Required tasks:
1. From the passage on periodontal disease risk factors, extract everything from "- Diabetes: diabetes" down to "it is unregulated.".
2. According to the passage on periodontal disease risk factors, why might a smoker with periodontal disease not be prompted to see a dentist?

Document passage:

· · · · · · ·

There are factors other than a lack of dental hygiene, such as genetic, environmental or local factors, which may cause periodontal disease. These factors explain why gingivitis may develop into periodontitis.
What are the general, systemic and environmental risk factors?
Two-stage implant surgery:
- Genetic factors: defect in the inflammatory response (positive PST test), alkaline phosphatase deficiency, family history..
- Medication: some medications have unwanted effects such as a decrease in the flow of saliva and gingival hypertrophy. You must inform your dental surgeon of all the treatments you take, as well as of any changes to your medication.
- Stress: stress is a factor that increases the risk of many diseases. It weakens the immune system and causes behavioural changes.
- Malnutrition: vitamin deficiencies, and especially a vitamin C deficiency, lead to a fragile periodontium.
- Diabetes: diabetes is responsible for a reduction in the body’s defences and impaired healing following microcirculation disorders. Diabetes aggravates periodontal disease, especially if it is unregulated.
An important risk factor: tobacco
- Cigarette smoke is absorbed not only by the lungs but also by the gums.
- Nicotine leads to a narrowing (vasoconstriction) of the small blood vessels of the periodontium
- The periodontium receives less blood, is less able to defend itself and does not heal as well during periodontal treatment.
- Finally, tobacco leads to hyperkeratosis (thickening of the outer keratin layers) of the gum and masks signs of inflammation which would normally lead a person to see a dentist (the gums do not bleed and are not very red even though substantial periodontal pockets exist).
What are the local factors?
- Inappropriate dental restoration
- Occlusion problems (or how the teeth of the upper and lower jaw fit together): malocclusion, teeth grinding
- Parafunctional habits: chewing an object (pencil, nails, pipe, etc.)
- Lost teeth not replaced
- Tooth crowding
The best protection against periodontal disease is actually prevention by having the teeth scaled once or twice a year.
For a patient at risk, conventional brushing is not enough to prevent development of the disease and specific plaque control measures need to be taken.

· · · · · · ·

Study material:
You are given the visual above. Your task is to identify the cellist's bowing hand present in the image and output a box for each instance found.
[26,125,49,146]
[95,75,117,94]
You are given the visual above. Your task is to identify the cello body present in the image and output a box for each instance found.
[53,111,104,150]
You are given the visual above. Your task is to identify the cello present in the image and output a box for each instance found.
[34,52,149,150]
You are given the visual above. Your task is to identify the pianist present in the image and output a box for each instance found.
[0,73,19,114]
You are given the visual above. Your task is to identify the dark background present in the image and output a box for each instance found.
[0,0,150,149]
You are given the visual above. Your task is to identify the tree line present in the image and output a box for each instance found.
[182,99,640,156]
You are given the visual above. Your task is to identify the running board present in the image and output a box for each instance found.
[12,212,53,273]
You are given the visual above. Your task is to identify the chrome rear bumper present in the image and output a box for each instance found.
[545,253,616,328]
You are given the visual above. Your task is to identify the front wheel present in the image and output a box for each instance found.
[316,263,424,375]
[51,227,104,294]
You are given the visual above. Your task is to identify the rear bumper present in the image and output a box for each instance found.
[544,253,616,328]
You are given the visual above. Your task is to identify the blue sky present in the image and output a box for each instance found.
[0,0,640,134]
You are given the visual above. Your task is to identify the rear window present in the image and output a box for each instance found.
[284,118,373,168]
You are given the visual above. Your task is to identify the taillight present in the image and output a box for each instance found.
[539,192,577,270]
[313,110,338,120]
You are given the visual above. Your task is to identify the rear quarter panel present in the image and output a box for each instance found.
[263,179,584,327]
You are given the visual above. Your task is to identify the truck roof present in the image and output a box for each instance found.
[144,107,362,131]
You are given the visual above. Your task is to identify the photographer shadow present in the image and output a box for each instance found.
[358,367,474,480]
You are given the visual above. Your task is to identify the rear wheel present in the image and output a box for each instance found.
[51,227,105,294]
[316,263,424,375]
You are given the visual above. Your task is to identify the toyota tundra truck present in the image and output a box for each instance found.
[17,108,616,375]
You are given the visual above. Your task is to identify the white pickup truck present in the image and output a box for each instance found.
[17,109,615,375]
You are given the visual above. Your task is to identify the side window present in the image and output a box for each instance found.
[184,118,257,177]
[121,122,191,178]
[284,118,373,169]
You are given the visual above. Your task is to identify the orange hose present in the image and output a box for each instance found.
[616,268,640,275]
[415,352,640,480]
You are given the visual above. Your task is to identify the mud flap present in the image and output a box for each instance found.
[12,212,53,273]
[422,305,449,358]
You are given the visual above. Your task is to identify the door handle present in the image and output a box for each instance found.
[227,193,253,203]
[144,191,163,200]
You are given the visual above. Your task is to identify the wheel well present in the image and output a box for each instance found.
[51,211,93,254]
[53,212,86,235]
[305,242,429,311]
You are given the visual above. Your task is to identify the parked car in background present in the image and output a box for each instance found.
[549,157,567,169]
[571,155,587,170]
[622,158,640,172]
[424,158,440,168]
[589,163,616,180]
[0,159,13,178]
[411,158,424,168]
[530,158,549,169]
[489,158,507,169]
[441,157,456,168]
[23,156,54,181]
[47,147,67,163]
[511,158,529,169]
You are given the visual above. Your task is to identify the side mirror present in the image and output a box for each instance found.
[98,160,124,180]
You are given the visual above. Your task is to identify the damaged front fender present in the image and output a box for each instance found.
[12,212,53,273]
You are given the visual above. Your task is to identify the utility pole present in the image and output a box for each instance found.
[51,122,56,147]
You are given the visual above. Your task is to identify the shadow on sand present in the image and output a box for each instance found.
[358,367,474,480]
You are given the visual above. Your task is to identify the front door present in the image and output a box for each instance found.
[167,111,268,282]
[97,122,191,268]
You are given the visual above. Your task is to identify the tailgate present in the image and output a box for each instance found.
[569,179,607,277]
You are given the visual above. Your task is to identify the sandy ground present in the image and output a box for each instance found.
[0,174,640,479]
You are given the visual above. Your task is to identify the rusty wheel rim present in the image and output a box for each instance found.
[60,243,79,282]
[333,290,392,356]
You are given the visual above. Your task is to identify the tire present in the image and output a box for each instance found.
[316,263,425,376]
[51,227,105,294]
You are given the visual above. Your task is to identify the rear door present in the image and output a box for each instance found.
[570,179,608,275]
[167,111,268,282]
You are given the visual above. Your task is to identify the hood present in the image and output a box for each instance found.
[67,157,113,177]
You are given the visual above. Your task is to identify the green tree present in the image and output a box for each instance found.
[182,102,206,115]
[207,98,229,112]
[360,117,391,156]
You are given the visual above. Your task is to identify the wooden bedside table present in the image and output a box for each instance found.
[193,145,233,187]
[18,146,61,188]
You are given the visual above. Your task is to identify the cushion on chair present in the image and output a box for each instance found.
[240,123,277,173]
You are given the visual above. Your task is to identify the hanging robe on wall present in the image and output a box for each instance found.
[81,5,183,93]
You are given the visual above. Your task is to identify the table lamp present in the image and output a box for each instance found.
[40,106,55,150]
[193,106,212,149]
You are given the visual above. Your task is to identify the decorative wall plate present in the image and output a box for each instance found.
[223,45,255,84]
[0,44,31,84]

· · · · · · ·

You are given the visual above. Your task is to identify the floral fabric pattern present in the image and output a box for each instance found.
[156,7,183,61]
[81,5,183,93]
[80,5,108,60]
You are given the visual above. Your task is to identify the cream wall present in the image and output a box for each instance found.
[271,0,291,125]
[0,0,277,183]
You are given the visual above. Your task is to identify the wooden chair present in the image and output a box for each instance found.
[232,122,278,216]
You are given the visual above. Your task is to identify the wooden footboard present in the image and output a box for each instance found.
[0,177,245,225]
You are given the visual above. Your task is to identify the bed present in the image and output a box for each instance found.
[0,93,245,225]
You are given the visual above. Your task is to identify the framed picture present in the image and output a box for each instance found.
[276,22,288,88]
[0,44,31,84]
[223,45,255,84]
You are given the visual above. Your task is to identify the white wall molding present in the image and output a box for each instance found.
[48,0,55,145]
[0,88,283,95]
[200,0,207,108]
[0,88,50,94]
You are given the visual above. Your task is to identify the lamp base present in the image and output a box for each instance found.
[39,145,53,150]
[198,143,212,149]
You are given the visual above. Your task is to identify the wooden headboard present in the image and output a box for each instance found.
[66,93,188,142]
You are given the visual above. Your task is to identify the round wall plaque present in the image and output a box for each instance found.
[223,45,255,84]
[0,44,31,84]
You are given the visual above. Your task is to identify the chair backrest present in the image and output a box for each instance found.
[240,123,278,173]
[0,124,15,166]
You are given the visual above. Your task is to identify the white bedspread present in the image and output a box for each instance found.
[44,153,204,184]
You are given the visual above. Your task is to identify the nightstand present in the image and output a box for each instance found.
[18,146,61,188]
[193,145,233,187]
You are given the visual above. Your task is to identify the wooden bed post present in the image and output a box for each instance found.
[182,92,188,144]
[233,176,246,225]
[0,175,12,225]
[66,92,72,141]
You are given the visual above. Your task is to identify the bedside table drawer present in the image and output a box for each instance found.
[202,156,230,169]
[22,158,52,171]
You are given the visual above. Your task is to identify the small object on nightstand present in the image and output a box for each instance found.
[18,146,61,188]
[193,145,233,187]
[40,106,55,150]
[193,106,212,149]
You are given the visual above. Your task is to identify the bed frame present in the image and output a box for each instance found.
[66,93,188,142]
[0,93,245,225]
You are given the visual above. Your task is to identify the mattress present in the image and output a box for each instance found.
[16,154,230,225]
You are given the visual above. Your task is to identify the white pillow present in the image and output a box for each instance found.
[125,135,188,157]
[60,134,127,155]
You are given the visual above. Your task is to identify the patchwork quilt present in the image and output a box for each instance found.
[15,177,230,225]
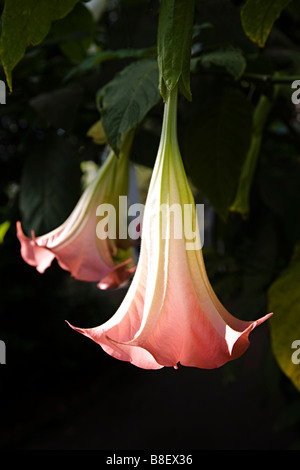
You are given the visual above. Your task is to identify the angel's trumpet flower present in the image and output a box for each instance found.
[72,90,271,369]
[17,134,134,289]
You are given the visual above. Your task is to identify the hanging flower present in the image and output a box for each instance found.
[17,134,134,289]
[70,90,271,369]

· · · · · · ·

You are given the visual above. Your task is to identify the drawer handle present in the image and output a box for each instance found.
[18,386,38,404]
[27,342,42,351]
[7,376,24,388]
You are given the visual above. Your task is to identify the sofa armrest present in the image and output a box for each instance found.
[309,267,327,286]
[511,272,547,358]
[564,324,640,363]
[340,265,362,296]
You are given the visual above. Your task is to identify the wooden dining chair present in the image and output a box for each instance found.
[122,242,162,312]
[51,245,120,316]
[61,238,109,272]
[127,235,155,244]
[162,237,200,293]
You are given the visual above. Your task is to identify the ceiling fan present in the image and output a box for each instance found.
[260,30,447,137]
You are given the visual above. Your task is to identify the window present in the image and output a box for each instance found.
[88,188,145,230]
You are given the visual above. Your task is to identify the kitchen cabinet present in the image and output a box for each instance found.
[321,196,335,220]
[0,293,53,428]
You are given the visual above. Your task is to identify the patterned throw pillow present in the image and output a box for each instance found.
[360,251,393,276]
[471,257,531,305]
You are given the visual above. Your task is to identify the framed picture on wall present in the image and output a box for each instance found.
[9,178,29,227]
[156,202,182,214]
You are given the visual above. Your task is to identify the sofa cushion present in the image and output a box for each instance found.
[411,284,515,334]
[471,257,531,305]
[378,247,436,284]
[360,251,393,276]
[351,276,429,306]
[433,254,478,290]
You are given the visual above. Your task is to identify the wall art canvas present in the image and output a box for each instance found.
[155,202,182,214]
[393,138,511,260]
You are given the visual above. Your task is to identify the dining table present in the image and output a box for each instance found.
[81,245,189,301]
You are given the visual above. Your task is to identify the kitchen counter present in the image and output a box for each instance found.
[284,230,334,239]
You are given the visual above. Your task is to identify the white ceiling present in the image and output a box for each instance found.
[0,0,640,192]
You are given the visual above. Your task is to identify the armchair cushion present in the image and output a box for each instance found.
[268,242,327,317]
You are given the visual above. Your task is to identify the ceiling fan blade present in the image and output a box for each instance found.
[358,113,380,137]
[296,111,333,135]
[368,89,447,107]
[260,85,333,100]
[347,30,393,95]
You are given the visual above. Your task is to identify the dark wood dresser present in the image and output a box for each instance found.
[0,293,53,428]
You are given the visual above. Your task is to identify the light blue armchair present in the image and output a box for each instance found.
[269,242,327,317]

· · · · · · ·

Solutions to the tasks:
1.
- Diabetes: diabetes is responsible for a reduction in the body’s defences and impaired healing following microcirculation disorders. Diabetes aggravates periodontal disease, especially if it is unregulated.

2. Tobacco causes hyperkeratosis, a thickening of the outer keratin layers of the gum, which masks the signs of inflammation that would normally lead a person to see a dentist. The gums do not bleed and are not very red, even though substantial periodontal pockets exist.